Copy the records below, keeping every line identical to the original.

[START OF ITEMS]

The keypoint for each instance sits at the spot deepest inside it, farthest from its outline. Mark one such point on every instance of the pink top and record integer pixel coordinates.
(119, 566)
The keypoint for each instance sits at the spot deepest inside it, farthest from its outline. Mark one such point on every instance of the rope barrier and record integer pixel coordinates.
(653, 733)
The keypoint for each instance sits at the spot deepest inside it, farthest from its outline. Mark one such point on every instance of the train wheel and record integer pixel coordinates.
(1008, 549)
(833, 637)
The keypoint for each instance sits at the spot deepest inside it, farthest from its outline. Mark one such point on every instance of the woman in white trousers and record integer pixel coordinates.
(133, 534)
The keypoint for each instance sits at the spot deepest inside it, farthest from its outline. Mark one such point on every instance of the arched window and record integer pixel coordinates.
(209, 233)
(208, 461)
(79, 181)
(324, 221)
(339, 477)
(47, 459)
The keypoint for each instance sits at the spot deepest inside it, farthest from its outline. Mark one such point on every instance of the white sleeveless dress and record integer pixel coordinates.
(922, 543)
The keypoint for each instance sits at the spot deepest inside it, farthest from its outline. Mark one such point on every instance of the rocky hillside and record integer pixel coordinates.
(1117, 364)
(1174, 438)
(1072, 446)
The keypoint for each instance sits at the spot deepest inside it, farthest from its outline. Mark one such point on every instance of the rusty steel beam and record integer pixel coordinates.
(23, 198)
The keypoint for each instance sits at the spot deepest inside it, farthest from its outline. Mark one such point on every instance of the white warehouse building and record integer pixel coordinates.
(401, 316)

[END OF ITEMS]

◆ **SOLVED PROBLEM**
The keypoint for each instance sits at the spot deepest inside it, farthest from its outline. Mark one such point on every instance of the pink top and record integer pixel coordinates.
(119, 566)
The keypoint for each instance sits at the spot deepest inside it, farthest from its outline. Mark one such point on every instance of the rope barrier and record integer pixel coordinates.
(653, 733)
The keypoint for each instance sits at the spot deepest inside it, farthest from its outline. Mark one such point on every instance of the train wheel and record integer pixel coordinates.
(1008, 549)
(833, 637)
The keypoint for each instance sits at the spot deepest inside it, farthest from its outline. Mark one such point on every instance of the woman in white trousers and record integer pixel coordinates.
(133, 534)
The keypoint for each instance sits at the spot deepest inside it, farthest from its outline. Mark one such point on every instance of the arched window and record integer pixel coordinates.
(209, 233)
(208, 461)
(79, 181)
(324, 221)
(339, 477)
(47, 459)
The keypoint for each instance sits at the spot deepest inside it, farthest from its outline. Mark one such point on every instance of the white sleeveless dress and record integer pixel coordinates.
(922, 543)
The keypoint for each instance sits at the spot deepest inside it, farthest from its outline. Mark one such point on every instance of the rocky hillside and record integer pixel coordinates.
(1117, 364)
(1174, 438)
(1072, 446)
The keypoint for each instance sits at the spot deepest inside it, farthest from its outline. Mark one such point on every instance of the rusty steel beam and record integer pixel coordinates.
(23, 198)
The keypoint for each instance sits at the spot deepest inside it, farthest from its outline. Mark one such point on every instance of the white warehouse building and record integer pixel coordinates.
(401, 316)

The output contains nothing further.